*The problem*. Extract each line of the listing below that contains the string "sleeve". Case counts when matching.

*Record excerpts*.

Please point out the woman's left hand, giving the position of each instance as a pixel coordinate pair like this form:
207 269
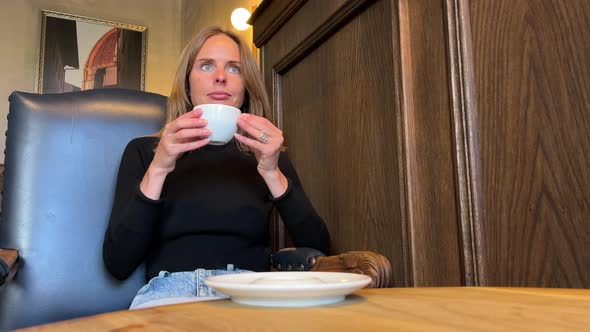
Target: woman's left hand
265 139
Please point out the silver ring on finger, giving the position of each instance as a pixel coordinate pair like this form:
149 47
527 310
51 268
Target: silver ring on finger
263 137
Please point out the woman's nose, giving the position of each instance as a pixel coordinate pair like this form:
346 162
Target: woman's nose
220 76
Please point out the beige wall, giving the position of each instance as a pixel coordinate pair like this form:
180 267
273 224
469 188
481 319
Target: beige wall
20 29
198 14
170 24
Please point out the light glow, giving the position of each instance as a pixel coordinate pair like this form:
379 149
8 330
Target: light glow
239 17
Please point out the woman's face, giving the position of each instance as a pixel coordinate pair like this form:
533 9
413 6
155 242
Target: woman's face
216 76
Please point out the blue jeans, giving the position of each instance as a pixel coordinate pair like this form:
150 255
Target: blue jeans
178 287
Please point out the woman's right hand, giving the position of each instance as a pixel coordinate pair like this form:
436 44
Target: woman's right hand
184 134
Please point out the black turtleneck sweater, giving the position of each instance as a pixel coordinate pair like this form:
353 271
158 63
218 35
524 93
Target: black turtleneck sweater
213 211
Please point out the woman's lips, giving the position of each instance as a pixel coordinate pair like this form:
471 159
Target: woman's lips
219 95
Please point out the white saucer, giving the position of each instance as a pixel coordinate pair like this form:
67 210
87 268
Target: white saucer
288 289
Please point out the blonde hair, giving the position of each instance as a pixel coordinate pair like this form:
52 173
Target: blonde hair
255 100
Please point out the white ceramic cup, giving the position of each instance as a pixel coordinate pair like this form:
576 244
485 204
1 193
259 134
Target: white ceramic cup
221 119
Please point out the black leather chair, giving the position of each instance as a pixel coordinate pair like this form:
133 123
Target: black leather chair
61 160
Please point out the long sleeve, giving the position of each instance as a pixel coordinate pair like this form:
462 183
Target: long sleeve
305 226
134 217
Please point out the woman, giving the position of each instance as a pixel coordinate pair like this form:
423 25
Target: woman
190 210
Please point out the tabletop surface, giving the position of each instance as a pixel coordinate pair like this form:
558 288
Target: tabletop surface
386 309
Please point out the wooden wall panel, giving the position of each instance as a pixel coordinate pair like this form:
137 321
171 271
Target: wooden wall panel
339 120
532 61
429 151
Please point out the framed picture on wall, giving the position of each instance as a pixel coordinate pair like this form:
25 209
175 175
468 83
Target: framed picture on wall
83 53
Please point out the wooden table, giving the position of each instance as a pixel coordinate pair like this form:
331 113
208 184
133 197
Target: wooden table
389 309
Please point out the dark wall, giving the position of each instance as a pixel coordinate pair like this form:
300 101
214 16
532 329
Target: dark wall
532 70
449 135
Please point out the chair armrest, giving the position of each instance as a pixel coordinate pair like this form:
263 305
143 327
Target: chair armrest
9 260
368 263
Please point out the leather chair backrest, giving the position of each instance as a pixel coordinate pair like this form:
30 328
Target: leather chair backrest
61 161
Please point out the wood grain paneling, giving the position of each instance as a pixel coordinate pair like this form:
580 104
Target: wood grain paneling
428 159
532 65
339 119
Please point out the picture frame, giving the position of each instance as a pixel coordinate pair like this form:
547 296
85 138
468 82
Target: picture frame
84 53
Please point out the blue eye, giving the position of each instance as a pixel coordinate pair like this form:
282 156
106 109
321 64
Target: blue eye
207 67
233 69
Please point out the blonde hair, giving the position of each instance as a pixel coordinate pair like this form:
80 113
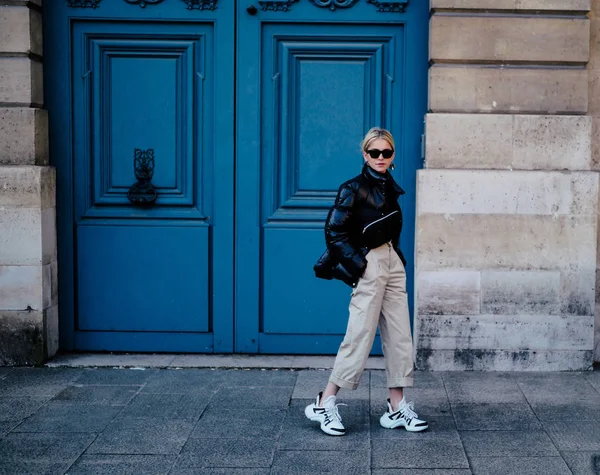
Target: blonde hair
374 134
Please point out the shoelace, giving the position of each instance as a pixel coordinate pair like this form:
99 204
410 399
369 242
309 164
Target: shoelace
408 409
332 413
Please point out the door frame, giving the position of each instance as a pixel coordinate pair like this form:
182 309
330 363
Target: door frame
248 132
58 75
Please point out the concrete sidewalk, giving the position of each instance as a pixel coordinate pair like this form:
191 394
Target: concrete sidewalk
155 419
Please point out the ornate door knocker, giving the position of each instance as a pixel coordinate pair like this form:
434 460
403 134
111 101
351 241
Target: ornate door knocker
143 192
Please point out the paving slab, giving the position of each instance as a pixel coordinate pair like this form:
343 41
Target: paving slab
577 410
542 388
4 371
519 465
19 408
430 403
98 395
442 428
420 471
515 416
474 387
37 382
168 406
290 462
299 433
70 418
265 378
582 463
310 383
593 377
231 423
115 377
33 467
122 465
508 444
184 381
444 451
6 427
143 436
256 398
43 447
224 453
422 380
576 436
221 471
119 360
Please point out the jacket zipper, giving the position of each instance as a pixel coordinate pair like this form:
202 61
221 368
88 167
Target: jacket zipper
377 220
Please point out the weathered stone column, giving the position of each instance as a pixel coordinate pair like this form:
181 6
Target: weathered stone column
507 205
28 269
594 112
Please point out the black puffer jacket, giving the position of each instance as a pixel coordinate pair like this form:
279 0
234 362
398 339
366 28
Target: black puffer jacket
366 214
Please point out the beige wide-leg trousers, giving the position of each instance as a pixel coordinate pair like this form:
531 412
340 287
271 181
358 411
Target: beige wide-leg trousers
378 298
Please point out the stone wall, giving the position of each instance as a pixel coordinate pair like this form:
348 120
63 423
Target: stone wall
28 267
507 205
594 113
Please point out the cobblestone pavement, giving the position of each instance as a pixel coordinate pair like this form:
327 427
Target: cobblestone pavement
65 420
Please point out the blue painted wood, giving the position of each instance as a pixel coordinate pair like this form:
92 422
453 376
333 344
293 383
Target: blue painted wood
144 342
159 77
312 81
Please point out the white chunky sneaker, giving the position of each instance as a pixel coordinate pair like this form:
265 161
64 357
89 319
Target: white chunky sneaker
404 416
327 415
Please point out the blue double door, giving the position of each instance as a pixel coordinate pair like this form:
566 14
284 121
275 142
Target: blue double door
236 123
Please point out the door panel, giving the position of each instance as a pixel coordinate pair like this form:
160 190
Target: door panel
144 80
320 83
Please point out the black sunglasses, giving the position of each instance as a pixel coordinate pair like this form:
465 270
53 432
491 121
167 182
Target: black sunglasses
374 153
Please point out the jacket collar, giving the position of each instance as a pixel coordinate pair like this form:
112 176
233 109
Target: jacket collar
381 178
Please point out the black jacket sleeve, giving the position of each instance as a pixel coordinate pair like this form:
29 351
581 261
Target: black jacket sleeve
338 229
396 244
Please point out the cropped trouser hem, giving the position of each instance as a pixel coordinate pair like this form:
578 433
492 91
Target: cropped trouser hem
378 300
400 383
342 383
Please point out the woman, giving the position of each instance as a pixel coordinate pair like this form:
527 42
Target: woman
362 233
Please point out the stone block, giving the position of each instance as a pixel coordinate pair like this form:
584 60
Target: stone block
578 288
551 142
505 332
28 337
503 360
505 242
515 142
531 38
449 293
594 91
23 136
596 143
542 5
21 81
597 339
493 192
469 141
521 292
21 337
507 89
21 288
594 62
27 236
27 187
20 30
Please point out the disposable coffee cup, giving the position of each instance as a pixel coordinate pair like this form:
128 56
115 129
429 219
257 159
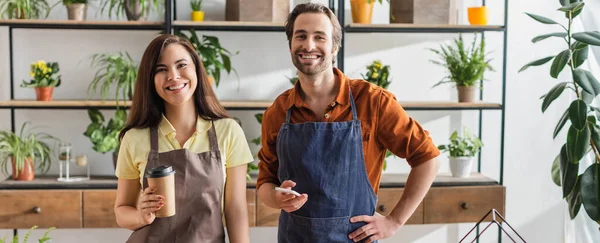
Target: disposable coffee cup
163 179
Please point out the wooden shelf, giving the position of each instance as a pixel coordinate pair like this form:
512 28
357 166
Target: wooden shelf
87 24
231 105
419 28
229 25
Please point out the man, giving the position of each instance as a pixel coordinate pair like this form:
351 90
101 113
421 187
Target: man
326 138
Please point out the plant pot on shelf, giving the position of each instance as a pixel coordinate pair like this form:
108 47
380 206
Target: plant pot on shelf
44 93
197 16
477 15
26 173
466 93
461 166
77 11
361 11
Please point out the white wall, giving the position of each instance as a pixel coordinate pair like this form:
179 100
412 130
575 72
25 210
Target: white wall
534 205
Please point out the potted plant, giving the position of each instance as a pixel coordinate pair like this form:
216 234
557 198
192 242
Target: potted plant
45 237
24 9
76 9
579 188
214 57
197 13
45 78
105 138
362 10
461 151
134 9
465 67
23 151
114 69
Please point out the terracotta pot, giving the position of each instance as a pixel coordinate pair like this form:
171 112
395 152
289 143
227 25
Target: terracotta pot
77 11
361 11
25 174
466 93
44 93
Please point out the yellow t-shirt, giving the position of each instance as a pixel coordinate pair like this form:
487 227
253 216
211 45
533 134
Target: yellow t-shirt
135 146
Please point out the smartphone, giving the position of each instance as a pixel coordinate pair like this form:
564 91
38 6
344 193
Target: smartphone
287 191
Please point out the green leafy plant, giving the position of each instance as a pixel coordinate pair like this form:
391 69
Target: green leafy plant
214 57
45 237
465 67
583 135
43 75
466 145
133 9
196 5
25 145
105 138
119 69
24 9
378 74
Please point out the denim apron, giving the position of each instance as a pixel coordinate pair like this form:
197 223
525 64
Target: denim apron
326 161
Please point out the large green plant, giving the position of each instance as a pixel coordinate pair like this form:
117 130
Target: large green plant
45 237
24 9
214 57
119 69
583 135
25 145
465 67
105 138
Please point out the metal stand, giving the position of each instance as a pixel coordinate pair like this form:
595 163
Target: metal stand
494 221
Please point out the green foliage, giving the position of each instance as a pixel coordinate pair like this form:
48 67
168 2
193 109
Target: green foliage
45 237
583 135
25 145
120 7
214 57
43 75
105 138
378 74
24 9
465 67
196 5
466 145
119 69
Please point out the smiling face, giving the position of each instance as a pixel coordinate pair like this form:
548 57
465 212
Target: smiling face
312 43
175 80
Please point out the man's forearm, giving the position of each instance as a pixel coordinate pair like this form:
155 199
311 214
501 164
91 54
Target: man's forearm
418 183
266 193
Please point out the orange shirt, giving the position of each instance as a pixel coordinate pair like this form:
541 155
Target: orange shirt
385 126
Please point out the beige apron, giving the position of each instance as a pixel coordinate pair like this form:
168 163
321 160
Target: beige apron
198 188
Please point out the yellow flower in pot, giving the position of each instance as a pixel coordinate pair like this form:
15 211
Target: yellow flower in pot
465 67
197 13
44 78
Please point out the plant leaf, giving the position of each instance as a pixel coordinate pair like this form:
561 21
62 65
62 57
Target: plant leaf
590 191
578 143
542 19
574 199
556 170
588 37
543 37
561 123
568 172
554 93
578 114
559 63
536 63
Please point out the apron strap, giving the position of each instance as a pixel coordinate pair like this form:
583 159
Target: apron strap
212 138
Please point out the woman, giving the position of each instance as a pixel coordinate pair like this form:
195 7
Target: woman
176 115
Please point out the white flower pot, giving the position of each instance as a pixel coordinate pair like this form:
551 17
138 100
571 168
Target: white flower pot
461 166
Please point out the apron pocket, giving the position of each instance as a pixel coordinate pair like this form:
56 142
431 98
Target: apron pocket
303 229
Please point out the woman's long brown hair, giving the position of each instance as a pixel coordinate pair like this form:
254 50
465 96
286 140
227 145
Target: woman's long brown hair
147 106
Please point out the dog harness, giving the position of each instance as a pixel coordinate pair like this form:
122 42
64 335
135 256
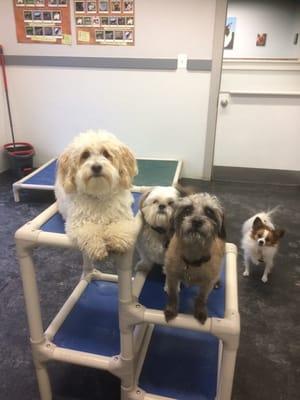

*Answer*.
Please point out the long sleeve, giving the position of each instance as a pixel coordinate pair like this form:
Target: long sleeve
Please point out the black jacket sleeve, giving the position of each instance as a pixel coordinate pair like this form:
Target: black jacket sleeve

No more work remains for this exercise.